§ Page:
Christian salvation does not make sense unless you understand that
reality. And of course, that reality itself explains to us why there can be so
many nice, intelligent and wonderful people on this planet that are utterly deaf
to the message of the gospel. We may marvel at their wisdom, we may marvel at
their skill, we may enjoy their friendship, we may be amazed at how they receive
blessing upon blessing in this life. We may grieve with them in their trials,
and yet they are deaf to this message. Why? Because they’re living in
alienation to God and they think that life is found in God and the message that
life is found in God is something that’s absolutely to get through to them.
They may be so filled up with the good things of this life that they think
they’ve found life apart from God. They may be disappointed that they’ve not
found the life, and they may refer to their life as their “so called life.”

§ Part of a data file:

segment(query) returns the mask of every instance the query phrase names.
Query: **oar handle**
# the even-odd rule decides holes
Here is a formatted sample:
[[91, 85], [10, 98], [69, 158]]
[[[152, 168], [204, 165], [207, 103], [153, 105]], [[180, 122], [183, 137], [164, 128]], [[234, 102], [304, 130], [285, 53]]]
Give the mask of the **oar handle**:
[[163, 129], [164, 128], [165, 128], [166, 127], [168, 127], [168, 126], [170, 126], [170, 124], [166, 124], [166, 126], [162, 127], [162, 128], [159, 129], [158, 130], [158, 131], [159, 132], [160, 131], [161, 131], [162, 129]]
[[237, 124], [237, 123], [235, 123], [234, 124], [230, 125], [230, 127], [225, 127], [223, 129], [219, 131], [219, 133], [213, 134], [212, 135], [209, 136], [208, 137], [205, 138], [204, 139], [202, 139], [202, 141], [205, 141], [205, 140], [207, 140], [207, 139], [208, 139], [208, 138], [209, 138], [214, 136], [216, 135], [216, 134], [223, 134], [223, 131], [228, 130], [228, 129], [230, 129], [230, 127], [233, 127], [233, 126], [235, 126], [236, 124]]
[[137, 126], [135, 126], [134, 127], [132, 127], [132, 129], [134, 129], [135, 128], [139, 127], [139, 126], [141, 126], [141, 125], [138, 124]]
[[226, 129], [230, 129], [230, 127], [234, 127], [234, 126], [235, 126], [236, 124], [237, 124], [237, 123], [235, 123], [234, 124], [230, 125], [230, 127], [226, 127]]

§ Work to complete: Please extend the passage on Christian salvation past its final sentence, keeping the same voice and line of thought.

§ Task response:
They may be frustrated with their lack of fulfillment in this life, but
absolutely certain that real life is not found in God. But whichever category
they’re in, they don’t even realize their alienation from God. They don’t
realize their slavery. Like the people in the Matrix, they think that’s
the real world. They don’t realize their slavery, so it doesn’t surprise us at
all that they don’t heed the message of salvation because if you don’t
understand this, you don’t understand the rest of the message of the good news
that God gives through Paul and through all the apostles in the New Testament
and brings into reality through Jesus Christ. So Paul wants us to understand
what we’ve been saved from. We’ve been saved from sin, from death, from
rebellion, from slavery, from God’s just condemnation and ultimately from God
Himself.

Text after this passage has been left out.